Task brief:
Print the data below word for word, beginning at the line that contains "Target: crumbling plaster" and continuing through the end of the data, including both ends.

Point labels for objects

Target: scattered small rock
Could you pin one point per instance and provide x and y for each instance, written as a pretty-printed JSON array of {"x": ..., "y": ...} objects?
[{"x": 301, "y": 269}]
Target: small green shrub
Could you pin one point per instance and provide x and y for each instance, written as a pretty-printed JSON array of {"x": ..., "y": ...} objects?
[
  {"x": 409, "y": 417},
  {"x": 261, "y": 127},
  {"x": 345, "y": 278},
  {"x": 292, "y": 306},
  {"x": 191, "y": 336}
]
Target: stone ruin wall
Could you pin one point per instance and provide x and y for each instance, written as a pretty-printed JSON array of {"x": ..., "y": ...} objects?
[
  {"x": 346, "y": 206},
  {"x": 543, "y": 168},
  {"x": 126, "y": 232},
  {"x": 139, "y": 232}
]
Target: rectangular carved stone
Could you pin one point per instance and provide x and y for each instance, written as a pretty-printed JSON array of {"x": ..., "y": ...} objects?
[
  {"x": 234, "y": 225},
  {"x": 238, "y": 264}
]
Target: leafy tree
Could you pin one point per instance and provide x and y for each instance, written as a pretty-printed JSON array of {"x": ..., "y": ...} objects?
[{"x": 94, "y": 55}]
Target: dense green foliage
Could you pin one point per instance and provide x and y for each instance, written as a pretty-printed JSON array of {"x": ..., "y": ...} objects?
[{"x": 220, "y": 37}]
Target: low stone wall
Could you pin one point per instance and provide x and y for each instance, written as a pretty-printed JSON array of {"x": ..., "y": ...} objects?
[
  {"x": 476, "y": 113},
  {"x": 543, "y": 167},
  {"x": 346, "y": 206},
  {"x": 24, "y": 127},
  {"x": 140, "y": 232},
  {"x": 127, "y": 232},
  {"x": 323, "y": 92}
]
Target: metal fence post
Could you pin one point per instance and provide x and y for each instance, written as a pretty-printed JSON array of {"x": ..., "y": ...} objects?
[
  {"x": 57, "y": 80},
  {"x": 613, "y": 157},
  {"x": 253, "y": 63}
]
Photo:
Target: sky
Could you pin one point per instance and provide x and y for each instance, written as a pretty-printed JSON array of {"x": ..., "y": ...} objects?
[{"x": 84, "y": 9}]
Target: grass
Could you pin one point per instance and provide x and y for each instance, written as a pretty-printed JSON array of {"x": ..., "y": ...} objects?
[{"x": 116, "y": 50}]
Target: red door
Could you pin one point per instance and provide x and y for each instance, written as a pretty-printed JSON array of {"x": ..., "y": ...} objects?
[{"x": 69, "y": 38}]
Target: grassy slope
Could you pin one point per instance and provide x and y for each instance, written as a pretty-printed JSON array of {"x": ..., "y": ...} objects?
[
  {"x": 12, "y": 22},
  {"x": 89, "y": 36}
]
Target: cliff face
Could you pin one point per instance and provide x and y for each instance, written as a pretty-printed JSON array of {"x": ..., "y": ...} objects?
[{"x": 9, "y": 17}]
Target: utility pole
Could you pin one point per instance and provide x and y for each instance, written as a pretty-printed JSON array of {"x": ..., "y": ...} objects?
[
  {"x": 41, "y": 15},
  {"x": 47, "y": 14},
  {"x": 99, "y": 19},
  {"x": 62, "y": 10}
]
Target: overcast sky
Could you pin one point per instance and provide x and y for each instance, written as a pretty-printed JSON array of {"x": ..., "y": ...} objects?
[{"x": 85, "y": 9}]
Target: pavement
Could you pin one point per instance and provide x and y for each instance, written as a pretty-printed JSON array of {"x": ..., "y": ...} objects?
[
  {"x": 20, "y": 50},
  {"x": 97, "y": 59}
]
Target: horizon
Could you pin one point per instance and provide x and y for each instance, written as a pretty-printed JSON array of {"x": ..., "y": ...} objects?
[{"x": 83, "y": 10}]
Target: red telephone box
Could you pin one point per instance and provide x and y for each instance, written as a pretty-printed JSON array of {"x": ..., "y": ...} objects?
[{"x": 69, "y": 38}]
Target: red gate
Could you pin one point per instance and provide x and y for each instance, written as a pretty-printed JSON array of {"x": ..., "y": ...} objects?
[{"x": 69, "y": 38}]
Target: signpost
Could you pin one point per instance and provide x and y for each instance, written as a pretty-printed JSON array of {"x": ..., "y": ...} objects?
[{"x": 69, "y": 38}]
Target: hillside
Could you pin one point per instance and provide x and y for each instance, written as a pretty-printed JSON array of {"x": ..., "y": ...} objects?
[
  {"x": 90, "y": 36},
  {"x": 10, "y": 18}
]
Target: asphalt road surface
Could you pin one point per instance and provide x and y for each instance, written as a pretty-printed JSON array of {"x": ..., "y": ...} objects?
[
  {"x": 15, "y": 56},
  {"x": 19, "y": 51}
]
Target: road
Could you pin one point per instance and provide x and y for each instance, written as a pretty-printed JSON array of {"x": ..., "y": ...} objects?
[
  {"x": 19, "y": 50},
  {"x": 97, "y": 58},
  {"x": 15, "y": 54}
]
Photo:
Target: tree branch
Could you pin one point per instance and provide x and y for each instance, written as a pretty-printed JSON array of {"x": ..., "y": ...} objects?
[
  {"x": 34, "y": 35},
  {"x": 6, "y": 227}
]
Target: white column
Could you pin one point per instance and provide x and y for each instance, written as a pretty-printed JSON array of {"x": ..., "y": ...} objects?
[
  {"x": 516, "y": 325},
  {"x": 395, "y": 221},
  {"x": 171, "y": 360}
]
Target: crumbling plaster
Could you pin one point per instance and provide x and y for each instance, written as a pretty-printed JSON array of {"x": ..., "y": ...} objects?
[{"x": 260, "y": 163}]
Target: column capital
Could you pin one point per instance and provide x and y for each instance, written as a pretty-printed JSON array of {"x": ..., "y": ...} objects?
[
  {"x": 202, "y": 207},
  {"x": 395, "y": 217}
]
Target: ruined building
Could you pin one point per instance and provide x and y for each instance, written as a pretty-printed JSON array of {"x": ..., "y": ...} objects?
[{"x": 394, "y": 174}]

Full response:
Target: crumbling plaster
Could you pin one point per instance and provide x and y for each instance, written as a pretty-printed JSON array of {"x": ..., "y": ...} objects?
[{"x": 260, "y": 163}]
Target: column capital
Could you pin one point per instance and provide x and y for each instance, written as a pretty-printed JSON array of {"x": ..., "y": ...} objects?
[
  {"x": 202, "y": 207},
  {"x": 395, "y": 217}
]
Target: ruined building
Could you pin one point per instance and provide x and y for each instance, written as a pretty-printed JSON array of {"x": ..., "y": ...} objects?
[{"x": 394, "y": 174}]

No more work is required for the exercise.